Given request>
Please print all of the material below, word for word.

Saved entries>
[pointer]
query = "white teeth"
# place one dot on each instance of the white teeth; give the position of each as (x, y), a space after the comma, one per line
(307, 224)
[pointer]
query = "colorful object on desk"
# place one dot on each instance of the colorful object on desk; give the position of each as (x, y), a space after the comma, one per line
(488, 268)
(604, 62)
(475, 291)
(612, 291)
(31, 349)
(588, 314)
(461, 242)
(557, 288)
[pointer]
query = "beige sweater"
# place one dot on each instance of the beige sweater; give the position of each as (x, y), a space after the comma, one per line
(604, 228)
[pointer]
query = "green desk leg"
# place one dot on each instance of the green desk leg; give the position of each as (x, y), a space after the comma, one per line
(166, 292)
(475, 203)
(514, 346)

Reply to the exercise>
[pointer]
query = "white teeth"
# place one dot on each instance of the white teeth; give the position of each as (x, y), a space after the comma, one per line
(307, 224)
[pointer]
query = "colorful object on desk"
# place one dot on each instance of the colorful object on desk; give the position of each as (x, y), a space after the comma, one per line
(488, 268)
(604, 62)
(475, 291)
(612, 291)
(31, 349)
(588, 314)
(461, 242)
(557, 288)
[pointer]
query = "beige sweater"
# place one dot on each instance of the beige sweater; give the position of each as (x, y), a space after the comma, one per line
(604, 228)
[pointer]
query = "green desk leg"
# place one dot on each instance of the green desk leg; give the position of each as (x, y), a space after the comma, one per line
(166, 292)
(475, 203)
(514, 346)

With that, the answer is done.